SET OF TASKS —
a) List the qualities that, according to the review of Moby-Duck, the prologue previews in how Hohn will recount his adventures at sea.
b) Summarize the review of Moby-Duck in two sentences.
c) Pick up the review of Moby-Duck where it stops and write its next paragraph.

TEXT BLOCK —

Moby-Duck: The True Story of 28,800 Bath Toys Lost at Sea & of the Beachcombers, Oceanograp hers, Environmentalists & Fools Including the Author Who Went in Search of Them

Image of Moby-Duck: The True Story of 28,800 Bath Toys Lost at Sea & of the Beachcombers, Oceanograp hers, Environmentalists & Fools Including the Author Who Went in Search of Them
Author(s): 
Release Date: 
March 2, 2011
Publisher/Imprint: 
Viking
Pages: 
416
Reviewed by: 

They say it takes only the first paragraph to know if you’re in good literary hands. In the case of journalist Donovan Hohn’s debut book, a nonfiction quest tale, you don’t have to wait that long.

The title, alone, does it: Moby-Duck, The True Story of 28,000 Bath Toys Lost at Sea and of the Beachcombers, Oceanographers, Environmentalists, and Fools, Including the Author, Who Went in Search of Them. A prologue confirms the first impression—and augments it, previewing how Hohn will recount his adventures at sea with expertise, wit, humor, and charm.

DATA FOR REVIEW —

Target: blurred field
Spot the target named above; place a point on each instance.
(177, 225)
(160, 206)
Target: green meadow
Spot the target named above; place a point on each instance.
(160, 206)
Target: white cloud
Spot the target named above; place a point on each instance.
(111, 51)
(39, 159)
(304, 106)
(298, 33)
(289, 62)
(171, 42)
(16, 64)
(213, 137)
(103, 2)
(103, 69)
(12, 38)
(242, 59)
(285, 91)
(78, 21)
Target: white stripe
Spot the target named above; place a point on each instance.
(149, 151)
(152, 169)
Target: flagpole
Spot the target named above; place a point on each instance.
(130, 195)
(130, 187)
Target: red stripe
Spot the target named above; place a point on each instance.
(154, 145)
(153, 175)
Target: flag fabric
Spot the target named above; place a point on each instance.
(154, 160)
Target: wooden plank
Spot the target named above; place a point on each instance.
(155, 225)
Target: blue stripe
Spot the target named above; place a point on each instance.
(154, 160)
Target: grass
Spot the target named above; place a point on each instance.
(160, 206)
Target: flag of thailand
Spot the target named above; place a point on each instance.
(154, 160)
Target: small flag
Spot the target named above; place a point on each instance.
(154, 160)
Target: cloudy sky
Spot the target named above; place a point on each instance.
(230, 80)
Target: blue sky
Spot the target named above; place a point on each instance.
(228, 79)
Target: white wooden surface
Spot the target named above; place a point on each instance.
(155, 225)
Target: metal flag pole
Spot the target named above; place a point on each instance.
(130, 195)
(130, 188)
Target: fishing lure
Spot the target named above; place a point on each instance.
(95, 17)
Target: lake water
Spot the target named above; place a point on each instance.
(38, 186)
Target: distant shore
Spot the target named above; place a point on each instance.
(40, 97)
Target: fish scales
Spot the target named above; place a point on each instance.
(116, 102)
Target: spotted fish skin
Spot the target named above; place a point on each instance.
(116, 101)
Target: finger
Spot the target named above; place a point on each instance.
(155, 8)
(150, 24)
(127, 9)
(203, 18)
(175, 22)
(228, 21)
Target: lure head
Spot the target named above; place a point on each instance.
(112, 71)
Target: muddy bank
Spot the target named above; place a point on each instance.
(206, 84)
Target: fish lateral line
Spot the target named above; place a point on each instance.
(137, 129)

* * *

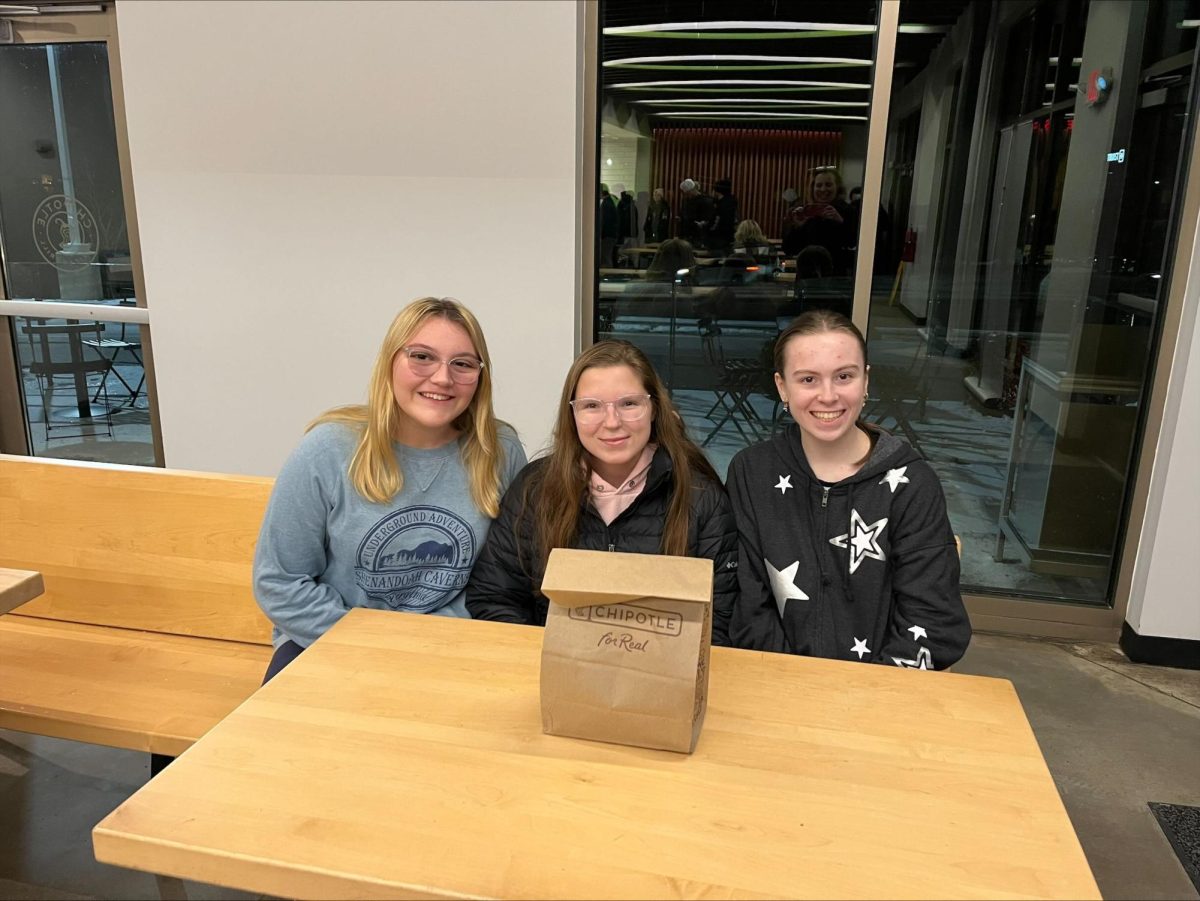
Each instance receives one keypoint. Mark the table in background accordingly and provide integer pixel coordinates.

---

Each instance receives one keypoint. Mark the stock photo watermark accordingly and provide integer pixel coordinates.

RESPONSES PER TASK —
a) expertise, wit, humor, charm

b) The reviewer says that with journalist Donovan Hohn's debut book, a nonfiction quest tale, the title alone shows that readers are in good literary hands. The prologue confirms and adds to that first impression by previewing how Hohn will recount his adventures at sea with expertise, wit, humor, and charm.

c)
It’s the full, informed narrative, however, that proves Hohn’s success as a popular science writer. Interspersing his quest story with delightful self-deprecating remarks about his innocence and ignorance, as he includes ever-increasing authoritative technical details, Hohn consistently engages the reader by way of admirable storytelling skills. The ambivalent theme of the attractions and dangers of nonbiodegradable duckies deepens with the author’s intermittent five-year quest, and is enhanced by brief but astute delineations of the various characters, amateur and pro, that he meets along his watery way. Nautical metaphors mount, literary references and allusions assert themselves, and sentence rhythms take on the roll of the sea.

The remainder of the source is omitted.